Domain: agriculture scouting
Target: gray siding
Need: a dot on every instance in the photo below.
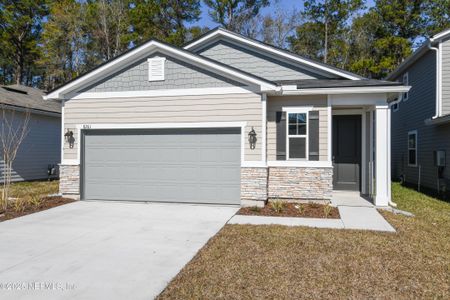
(446, 77)
(276, 103)
(174, 109)
(255, 63)
(178, 75)
(41, 147)
(411, 116)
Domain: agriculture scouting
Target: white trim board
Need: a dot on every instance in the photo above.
(272, 50)
(147, 49)
(346, 90)
(165, 93)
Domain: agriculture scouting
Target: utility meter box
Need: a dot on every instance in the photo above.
(439, 158)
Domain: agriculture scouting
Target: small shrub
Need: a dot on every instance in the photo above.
(327, 210)
(278, 205)
(255, 209)
(19, 205)
(300, 207)
(314, 205)
(35, 200)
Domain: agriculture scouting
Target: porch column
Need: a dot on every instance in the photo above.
(382, 155)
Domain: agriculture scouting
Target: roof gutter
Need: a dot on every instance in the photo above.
(288, 90)
(438, 79)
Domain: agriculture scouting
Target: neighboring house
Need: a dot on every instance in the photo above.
(41, 147)
(161, 123)
(421, 117)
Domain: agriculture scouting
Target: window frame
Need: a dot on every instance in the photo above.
(405, 95)
(413, 132)
(297, 110)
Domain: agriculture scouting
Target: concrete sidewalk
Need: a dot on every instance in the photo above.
(356, 213)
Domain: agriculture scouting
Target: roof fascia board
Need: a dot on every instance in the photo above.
(31, 110)
(90, 77)
(214, 34)
(346, 90)
(440, 36)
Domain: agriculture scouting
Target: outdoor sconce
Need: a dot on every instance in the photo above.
(252, 138)
(69, 138)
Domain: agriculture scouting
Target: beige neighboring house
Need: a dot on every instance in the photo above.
(223, 120)
(41, 148)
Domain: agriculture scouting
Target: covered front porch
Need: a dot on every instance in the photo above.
(359, 146)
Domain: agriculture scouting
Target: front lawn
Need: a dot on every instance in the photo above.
(30, 197)
(249, 262)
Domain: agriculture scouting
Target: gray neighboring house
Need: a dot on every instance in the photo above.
(223, 120)
(42, 145)
(421, 117)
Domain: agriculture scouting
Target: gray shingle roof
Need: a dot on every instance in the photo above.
(28, 97)
(332, 83)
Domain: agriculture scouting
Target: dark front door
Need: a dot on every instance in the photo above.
(347, 152)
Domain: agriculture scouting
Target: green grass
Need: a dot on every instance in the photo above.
(277, 262)
(33, 188)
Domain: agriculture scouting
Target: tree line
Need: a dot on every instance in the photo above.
(45, 43)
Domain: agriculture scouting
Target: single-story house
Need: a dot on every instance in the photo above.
(41, 147)
(224, 120)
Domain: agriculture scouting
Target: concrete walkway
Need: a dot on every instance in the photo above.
(102, 250)
(356, 213)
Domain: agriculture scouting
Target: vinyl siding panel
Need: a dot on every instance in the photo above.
(41, 147)
(446, 77)
(178, 75)
(411, 116)
(176, 109)
(255, 63)
(277, 103)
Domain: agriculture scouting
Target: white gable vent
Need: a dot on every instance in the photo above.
(156, 68)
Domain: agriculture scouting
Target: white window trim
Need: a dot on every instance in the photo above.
(393, 107)
(162, 76)
(297, 110)
(416, 144)
(405, 95)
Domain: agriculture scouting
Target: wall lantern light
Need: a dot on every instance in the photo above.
(252, 138)
(69, 138)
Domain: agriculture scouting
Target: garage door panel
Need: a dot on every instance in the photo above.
(199, 166)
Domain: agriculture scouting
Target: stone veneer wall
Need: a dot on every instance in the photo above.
(300, 183)
(254, 184)
(69, 182)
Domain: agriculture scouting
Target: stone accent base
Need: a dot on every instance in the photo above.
(253, 186)
(300, 183)
(69, 179)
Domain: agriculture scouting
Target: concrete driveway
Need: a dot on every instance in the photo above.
(102, 250)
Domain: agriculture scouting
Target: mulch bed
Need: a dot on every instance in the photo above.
(310, 210)
(46, 203)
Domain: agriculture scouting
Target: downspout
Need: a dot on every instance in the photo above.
(438, 80)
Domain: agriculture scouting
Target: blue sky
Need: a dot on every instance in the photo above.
(205, 19)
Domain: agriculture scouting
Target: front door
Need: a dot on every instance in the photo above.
(347, 152)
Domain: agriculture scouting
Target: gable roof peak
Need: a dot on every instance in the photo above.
(211, 35)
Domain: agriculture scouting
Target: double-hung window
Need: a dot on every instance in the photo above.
(297, 135)
(412, 148)
(405, 82)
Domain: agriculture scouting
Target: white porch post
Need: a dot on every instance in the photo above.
(382, 155)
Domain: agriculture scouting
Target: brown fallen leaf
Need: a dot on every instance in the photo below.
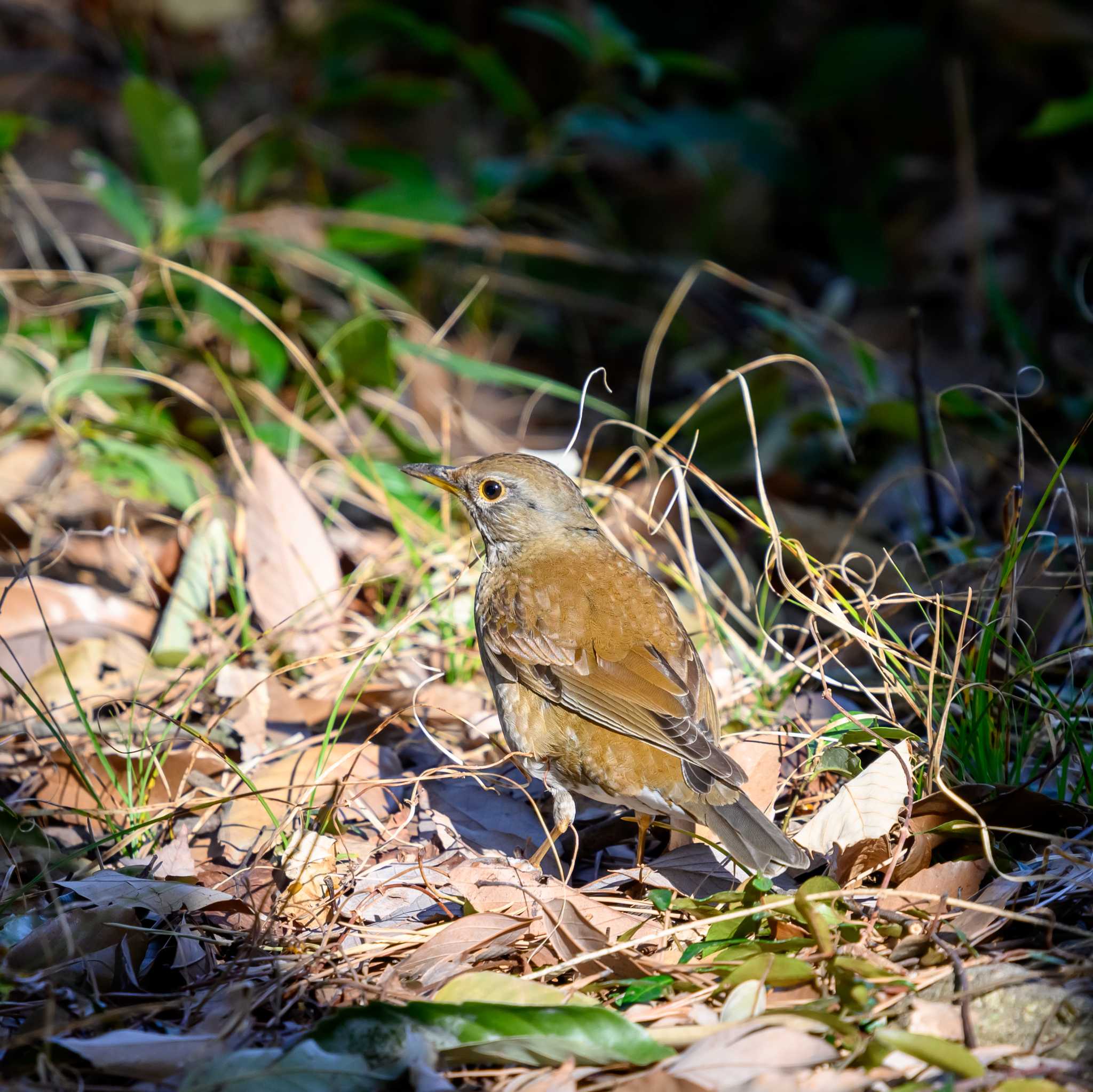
(286, 783)
(308, 858)
(572, 922)
(761, 758)
(293, 575)
(978, 924)
(458, 946)
(859, 858)
(736, 1054)
(109, 889)
(562, 1079)
(79, 931)
(960, 879)
(998, 806)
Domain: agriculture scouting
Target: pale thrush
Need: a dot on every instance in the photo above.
(595, 677)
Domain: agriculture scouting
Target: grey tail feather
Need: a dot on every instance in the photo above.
(750, 838)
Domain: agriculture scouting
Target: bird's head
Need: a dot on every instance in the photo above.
(513, 499)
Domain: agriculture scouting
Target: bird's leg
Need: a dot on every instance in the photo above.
(644, 823)
(564, 810)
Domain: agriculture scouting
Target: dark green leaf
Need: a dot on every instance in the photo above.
(661, 898)
(1062, 115)
(839, 760)
(12, 126)
(270, 360)
(362, 352)
(951, 1057)
(147, 472)
(409, 200)
(646, 990)
(851, 65)
(117, 197)
(498, 80)
(169, 138)
(514, 1034)
(553, 26)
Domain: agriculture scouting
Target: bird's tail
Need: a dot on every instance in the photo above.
(750, 838)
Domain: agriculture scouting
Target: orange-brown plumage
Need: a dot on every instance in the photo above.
(595, 676)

:: EXERCISE OBJECTIVE ::
Write out each entry exactly as given, but skip the pictures.

:: SOLUTION TO THIS TASK ::
Domain: agriculture scouting
Target: gray siding
Need: a dot on every instance in the photo below.
(446, 77)
(276, 103)
(174, 109)
(255, 63)
(178, 75)
(41, 147)
(411, 116)
Domain: agriculture scouting
Target: white trim board
Need: a dot on every instance in the photo above.
(272, 50)
(147, 49)
(346, 90)
(165, 93)
Domain: agriculture scouting
Target: utility meter box
Need: a dot on every instance in the photo above.
(439, 158)
Domain: agriculture scouting
Target: small shrub
Need: a dot on every instance in the photo above.
(327, 210)
(278, 205)
(255, 209)
(19, 205)
(300, 207)
(314, 205)
(35, 200)
Domain: agriculture scouting
Target: porch column
Need: a dot on every instance in the photo above.
(382, 155)
Domain: agriculture scouting
Target: roof gutter
Need: a dot on every instance in the photo above.
(288, 90)
(438, 79)
Domain: agriculture scouting
Target: neighboring house
Need: a dot on every instance in the photo above.
(41, 147)
(161, 123)
(421, 117)
Domain: agriculture scouting
Target: window frame
Need: a dot on every instance in the photo above.
(405, 95)
(413, 132)
(297, 110)
Domain: agriculture scouting
Target: concrete sidewalk
Need: a dot on every instance in the photo above.
(356, 213)
Domain: agriculture scouting
Target: roof fascia board
Need: a dot on every instance in the photo above.
(31, 110)
(90, 77)
(214, 34)
(346, 90)
(440, 36)
Domain: agriculture scouting
Target: outdoor sconce
Need: a dot on every instance in the photo above.
(252, 138)
(69, 138)
Domain: agriculture scouting
Target: beige neighboring house
Need: a dot on every instance in the photo above.
(223, 120)
(41, 148)
Domain: agriculture scouting
Target: covered front porch
Need: a dot on every instance in the photo above.
(359, 146)
Domain: agriculture scouting
Target: front lawn
Need: a dot on every instance in the photo above.
(30, 197)
(249, 262)
Domain: agriculture scouting
Target: gray neighboring house
Need: a dot on every instance in the photo above.
(223, 120)
(42, 145)
(421, 117)
Domain: agriculture scouting
Target: gray shingle roof
Need: a dot on every instance in the photo above.
(28, 97)
(332, 83)
Domain: agriculture scouting
Target: dark front door
Need: a dot on every instance in the photo above.
(347, 152)
Domain: agriculture scouting
Target: green grass
Need: a dot on every instance in the photo above.
(277, 262)
(33, 188)
Domain: agriculture scouting
Target: tree line
Need: a dot on every instance in the photo above.
(45, 43)
Domain: agriculture scouting
Target: single-story house
Need: a dot on every instance in the photo above.
(41, 147)
(224, 120)
Domain: agriculture scouting
Target: concrete walkway
Need: a dot on every instance in the photo above.
(102, 250)
(356, 213)
Domain: agriculture scouting
Target: vinyl siding panel
Need: a dot on every instance in the photo above.
(41, 147)
(446, 77)
(178, 75)
(411, 116)
(176, 109)
(255, 63)
(277, 103)
Domain: agriculture scouting
Target: white gable vent
Need: a dot on every instance in the photo above.
(156, 68)
Domain: agriculture scouting
Target: white window trim
Need: a dot on every instance in the photo above.
(393, 107)
(162, 76)
(297, 110)
(416, 144)
(405, 95)
Domain: agriculture scouting
Target: wall lantern light
Need: a dot on every instance in the photo above.
(252, 138)
(69, 138)
Domain: agriculture scouting
Target: garage door panel
Need: a dot on every instance in the photo above.
(199, 166)
Domain: agriculture scouting
Target: stone veneer wall
Need: a dot on every instance in the photo above.
(300, 183)
(254, 184)
(69, 182)
Domain: agriculture scouting
Target: stone accent base
Need: a dot on every instance in the photo above.
(253, 186)
(300, 183)
(69, 179)
Domain: agriculture scouting
Target: concrete driveway
Need: a dot on every instance in the photo above.
(102, 250)
Domain: agriculture scouting
Target: mulch bed
Need: a dot on every instance in the photo above.
(310, 210)
(46, 203)
Domain: agriculture scouting
Target: downspout
Need: a dot on every instance in the photo above.
(438, 80)
Domain: agriculture scouting
Target: blue sky
Need: a dot on every instance in the photo above.
(205, 19)
Domain: agriculture scouting
Target: front door
Need: a dot on every instance in the photo above.
(347, 152)
Domain: agriculture scouting
Target: gable roof peak
Need: a dot on every instance in the photo above.
(211, 35)
Domain: agriculture scouting
Target: double-hung window
Need: a dot on every instance in the photo above.
(297, 135)
(412, 148)
(405, 82)
Domain: agriculture scouting
Target: white porch post
Need: a dot on every instance in the photo above.
(382, 155)
Domain: agriculture scouting
Target: brown fallen leaf
Need: a dot on every instance in the photo below.
(286, 783)
(308, 858)
(572, 922)
(761, 758)
(293, 575)
(978, 924)
(458, 946)
(859, 858)
(736, 1054)
(109, 889)
(562, 1079)
(79, 931)
(960, 879)
(998, 806)
Domain: agriculture scouting
Target: pale thrush
Need: a dot on every instance in the photo above.
(595, 677)
Domain: agriculture scouting
Target: grey tail feather
Need: a dot on every instance in the photo above.
(750, 838)
Domain: agriculture scouting
Target: bird's head
Need: a dot on every instance in the photo above.
(513, 499)
Domain: agriculture scouting
Target: bird's leg
Need: a dot on every instance in the photo above.
(644, 823)
(564, 810)
Domain: agriculture scouting
Target: dark green leaf
Need: a dot on every instance in the photo above.
(661, 898)
(1062, 115)
(839, 760)
(12, 126)
(270, 360)
(362, 352)
(951, 1057)
(147, 472)
(409, 200)
(646, 990)
(851, 65)
(117, 197)
(498, 80)
(169, 138)
(514, 1034)
(553, 26)
Domain: agriculture scouting
Target: bird's tail
Need: a dot on every instance in the photo above.
(750, 838)
Domain: agriculture scouting
Target: orange-brown plumage
Need: a dot on every instance in the photo above.
(595, 676)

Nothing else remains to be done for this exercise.